_TEXTAUSZUG_
★ ★ ★ ★ ★

Als die NASA-Mission Stardust im Jahr 1999 startete, hatte sie ein ehrgeiziges Ziel: Sie sollte erstmals Proben aus dem Staubschweif eines Kometen, aber auch von interstellarem Staub sammeln, der durch das Sonnensystem strömt. Eigens zu diesem Zweck besaß die Sonde ein drehbares, tennisschlägergroßes Fangpaddel. Dieses bestand aus einem Gitter aus Aluminiumstreben, in dem auf Vorder- und Rückseite jeweils 132 Waben aus einem speziellen Aerogel saßen. Auf dem Weg zum Kometen Wild-2 sammelte die Sonde zunächst 195 Tage lang Staub aus dem freien All ein – in der Hoffnung, dass auch interstellare Partikel darunter sein könnten. Dann drehte Stardust sein Paddel um und fing mit der Rückseite Staub aus dem Schweif von Wild-2 ein. Um die Fangpaddel samt Proben zurückzubringen, flog die Sonde 2006 nahe an der Erde vorbei und warf die mit einem Fallschirm ausgestatteten Paddel ab.

★ ★ ★ ★ ★

_GESPEICHERTE DATEN_
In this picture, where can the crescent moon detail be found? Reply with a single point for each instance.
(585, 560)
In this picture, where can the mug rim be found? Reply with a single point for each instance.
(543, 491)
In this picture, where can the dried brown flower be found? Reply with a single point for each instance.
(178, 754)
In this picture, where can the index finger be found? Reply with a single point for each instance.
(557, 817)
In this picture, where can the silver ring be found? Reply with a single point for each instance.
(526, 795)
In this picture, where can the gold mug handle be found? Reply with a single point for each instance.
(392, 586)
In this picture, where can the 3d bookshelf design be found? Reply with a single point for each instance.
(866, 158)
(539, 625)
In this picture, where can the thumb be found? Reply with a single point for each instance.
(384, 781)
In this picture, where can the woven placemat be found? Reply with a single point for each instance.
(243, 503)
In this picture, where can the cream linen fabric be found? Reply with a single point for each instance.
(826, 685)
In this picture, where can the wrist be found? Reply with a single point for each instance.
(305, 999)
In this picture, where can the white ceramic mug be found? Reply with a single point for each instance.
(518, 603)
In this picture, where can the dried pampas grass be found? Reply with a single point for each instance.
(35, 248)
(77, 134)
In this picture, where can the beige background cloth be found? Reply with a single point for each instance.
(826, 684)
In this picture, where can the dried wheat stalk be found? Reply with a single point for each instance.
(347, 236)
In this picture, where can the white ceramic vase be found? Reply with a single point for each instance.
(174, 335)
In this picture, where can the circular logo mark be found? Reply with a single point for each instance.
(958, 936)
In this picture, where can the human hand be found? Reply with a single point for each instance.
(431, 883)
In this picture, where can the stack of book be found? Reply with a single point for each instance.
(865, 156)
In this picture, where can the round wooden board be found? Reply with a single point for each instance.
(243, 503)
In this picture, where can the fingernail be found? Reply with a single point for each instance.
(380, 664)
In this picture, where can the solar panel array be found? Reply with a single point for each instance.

★ ★ ★ ★ ★

_AUFGABE_
Wie lange sammelte die Sonde laut dem Textauszug über die Stardust-Mission Staub aus dem freien All, bevor sie ihr Paddel umdrehte?

_ERGEBNIS_
195 Tage lang.